Request → Edit the items below by changing every "woman's" to "person's" and leaving all other text unchanged.

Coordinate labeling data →
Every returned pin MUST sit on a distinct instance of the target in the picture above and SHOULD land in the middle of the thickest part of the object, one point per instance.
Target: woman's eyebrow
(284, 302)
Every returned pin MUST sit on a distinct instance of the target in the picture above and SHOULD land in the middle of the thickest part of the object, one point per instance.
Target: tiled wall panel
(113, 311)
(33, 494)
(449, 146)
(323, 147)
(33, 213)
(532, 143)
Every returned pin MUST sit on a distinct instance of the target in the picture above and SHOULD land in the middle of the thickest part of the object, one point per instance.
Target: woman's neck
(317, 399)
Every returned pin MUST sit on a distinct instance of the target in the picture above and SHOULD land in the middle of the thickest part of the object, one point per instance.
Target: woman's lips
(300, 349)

Written reply →
Every returned pin MUST sit on a distinct instance of the target in the picture above and SHOULD land in the middle of the thickest part of the object, one point per instance.
Target: person's eyebrow
(284, 302)
Every returned pin MUST sit on a distinct instance of the target in the picture above and SHOULD land in the middle of the thickest part of the object, one point per instance.
Target: tiled wall panel
(113, 311)
(33, 494)
(449, 146)
(323, 147)
(33, 213)
(532, 143)
Every returned pin MUST sit on a distinct instance of the target in the picture above and SHOULD land in the middle of the thickest part of the object, one point per instance.
Target: person's neck
(317, 399)
Every returned pin MUST sit on a distinct instance of the target in the picture above and SHOULD land in the middle of the thickest part of the object, one point per instance.
Target: person's lips
(300, 349)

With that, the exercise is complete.